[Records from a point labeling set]

————————

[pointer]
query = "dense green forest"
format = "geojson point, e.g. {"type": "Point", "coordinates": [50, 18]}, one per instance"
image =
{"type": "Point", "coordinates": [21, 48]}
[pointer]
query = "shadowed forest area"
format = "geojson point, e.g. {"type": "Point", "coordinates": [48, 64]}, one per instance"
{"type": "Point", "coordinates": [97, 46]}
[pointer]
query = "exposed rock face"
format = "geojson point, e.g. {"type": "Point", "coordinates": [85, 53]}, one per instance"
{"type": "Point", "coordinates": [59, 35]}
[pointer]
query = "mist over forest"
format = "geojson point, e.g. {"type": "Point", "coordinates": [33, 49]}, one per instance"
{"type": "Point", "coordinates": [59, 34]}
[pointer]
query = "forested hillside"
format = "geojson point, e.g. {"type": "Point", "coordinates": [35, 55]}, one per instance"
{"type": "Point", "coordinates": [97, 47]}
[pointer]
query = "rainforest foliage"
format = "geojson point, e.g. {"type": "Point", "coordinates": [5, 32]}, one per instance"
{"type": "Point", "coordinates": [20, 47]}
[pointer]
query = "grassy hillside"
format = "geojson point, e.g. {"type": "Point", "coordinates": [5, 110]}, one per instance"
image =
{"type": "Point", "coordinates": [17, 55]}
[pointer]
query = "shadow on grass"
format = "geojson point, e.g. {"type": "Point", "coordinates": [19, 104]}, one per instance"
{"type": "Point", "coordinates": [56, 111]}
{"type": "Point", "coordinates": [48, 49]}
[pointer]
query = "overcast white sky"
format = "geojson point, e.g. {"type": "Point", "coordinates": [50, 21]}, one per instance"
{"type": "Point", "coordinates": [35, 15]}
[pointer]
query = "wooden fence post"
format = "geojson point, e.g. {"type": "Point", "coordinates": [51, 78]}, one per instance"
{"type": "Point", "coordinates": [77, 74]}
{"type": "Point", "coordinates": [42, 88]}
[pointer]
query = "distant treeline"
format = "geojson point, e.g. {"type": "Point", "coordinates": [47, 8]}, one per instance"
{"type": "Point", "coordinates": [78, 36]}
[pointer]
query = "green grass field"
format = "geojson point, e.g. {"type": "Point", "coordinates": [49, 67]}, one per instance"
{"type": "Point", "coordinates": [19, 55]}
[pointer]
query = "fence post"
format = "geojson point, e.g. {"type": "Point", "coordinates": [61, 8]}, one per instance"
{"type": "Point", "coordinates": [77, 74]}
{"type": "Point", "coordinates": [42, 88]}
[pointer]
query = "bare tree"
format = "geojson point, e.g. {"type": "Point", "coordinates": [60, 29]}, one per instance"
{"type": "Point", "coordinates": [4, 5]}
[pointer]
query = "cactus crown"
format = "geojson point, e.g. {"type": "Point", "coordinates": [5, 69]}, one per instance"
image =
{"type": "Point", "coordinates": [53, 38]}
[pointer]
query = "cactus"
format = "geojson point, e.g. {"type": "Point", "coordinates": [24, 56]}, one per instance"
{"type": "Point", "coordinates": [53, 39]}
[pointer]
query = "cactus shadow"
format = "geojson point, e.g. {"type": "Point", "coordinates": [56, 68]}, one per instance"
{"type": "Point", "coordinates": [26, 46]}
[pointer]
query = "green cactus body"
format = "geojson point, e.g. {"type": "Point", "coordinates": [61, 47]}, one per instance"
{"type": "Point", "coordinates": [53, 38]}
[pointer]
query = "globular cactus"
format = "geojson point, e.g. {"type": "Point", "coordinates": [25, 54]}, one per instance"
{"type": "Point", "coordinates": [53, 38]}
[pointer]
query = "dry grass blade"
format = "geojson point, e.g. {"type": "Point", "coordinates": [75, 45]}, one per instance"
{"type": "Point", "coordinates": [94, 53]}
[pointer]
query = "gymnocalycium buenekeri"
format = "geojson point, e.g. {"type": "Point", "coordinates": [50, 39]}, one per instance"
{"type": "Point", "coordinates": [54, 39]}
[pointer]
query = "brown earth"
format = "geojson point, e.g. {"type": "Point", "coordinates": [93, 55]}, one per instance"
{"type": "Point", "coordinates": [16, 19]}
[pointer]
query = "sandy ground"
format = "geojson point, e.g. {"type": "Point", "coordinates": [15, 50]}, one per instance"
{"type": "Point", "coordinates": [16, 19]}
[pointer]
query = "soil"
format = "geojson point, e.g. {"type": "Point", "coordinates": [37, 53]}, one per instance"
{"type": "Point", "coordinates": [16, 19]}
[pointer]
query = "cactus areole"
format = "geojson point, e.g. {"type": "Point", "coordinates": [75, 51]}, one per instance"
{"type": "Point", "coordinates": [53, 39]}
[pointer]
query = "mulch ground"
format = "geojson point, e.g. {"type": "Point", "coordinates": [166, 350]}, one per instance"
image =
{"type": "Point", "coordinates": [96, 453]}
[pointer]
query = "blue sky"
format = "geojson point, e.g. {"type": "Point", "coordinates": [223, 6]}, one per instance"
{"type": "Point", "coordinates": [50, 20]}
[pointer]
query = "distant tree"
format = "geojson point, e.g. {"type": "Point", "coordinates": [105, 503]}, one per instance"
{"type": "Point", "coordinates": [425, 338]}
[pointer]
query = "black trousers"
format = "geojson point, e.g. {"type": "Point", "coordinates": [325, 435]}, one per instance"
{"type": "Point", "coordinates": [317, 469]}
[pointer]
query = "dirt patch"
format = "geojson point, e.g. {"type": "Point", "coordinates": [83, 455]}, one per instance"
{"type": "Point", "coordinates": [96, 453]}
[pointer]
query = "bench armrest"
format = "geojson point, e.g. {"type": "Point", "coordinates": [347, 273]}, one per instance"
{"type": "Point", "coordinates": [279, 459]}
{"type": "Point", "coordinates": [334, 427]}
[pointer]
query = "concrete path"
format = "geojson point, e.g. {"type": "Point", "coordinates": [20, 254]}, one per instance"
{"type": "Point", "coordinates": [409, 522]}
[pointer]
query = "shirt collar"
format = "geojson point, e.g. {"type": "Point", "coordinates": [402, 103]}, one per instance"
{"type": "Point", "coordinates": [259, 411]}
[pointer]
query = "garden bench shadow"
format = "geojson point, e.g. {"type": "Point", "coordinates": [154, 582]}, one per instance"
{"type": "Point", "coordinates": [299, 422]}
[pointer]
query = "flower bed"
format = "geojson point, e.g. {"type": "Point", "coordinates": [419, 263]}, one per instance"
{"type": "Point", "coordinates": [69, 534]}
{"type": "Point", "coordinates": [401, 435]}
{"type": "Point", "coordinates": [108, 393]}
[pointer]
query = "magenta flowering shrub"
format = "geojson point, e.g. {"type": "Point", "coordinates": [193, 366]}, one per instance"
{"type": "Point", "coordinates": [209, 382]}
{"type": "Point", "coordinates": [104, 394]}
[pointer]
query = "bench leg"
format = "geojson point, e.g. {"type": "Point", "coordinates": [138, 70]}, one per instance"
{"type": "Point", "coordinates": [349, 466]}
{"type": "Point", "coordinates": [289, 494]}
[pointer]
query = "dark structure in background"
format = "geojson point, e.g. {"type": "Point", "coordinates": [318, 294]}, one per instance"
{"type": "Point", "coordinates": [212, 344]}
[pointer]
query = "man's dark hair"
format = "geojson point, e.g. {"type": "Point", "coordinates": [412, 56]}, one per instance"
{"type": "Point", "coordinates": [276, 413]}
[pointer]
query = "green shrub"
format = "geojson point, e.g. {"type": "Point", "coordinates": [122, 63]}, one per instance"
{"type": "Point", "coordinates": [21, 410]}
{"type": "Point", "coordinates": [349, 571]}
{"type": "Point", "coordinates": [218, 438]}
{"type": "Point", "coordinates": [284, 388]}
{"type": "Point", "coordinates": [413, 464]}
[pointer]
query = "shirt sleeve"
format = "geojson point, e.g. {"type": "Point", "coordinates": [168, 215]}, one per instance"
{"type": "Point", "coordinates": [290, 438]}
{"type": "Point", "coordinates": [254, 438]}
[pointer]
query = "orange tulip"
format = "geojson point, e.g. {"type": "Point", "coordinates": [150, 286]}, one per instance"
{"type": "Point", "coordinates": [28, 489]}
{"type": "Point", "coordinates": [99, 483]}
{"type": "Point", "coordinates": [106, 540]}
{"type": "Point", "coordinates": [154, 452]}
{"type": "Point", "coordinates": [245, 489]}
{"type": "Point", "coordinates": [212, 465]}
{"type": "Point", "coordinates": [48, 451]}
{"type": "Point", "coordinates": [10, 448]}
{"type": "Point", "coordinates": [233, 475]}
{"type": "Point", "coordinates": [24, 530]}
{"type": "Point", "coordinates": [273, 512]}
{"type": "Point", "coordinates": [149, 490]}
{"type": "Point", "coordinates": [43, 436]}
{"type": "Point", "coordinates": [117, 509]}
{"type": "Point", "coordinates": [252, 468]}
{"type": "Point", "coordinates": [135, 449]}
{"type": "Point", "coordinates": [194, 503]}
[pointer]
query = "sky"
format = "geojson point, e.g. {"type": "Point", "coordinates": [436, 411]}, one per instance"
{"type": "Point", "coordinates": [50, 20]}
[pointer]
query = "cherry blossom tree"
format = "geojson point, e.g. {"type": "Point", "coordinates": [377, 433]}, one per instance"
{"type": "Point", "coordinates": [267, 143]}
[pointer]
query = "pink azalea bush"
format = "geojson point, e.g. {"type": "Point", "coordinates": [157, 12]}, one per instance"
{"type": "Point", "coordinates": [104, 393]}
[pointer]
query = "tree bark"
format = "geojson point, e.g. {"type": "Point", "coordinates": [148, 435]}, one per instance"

————————

> _Set problem_: Report every line in the records above that contains the word "cactus". Matches must be case-sensitive.

> _Written response_:
query = "cactus crown"
query = "cactus"
query = "cactus shadow"
query = "green cactus body"
query = "globular cactus"
query = "cactus areole"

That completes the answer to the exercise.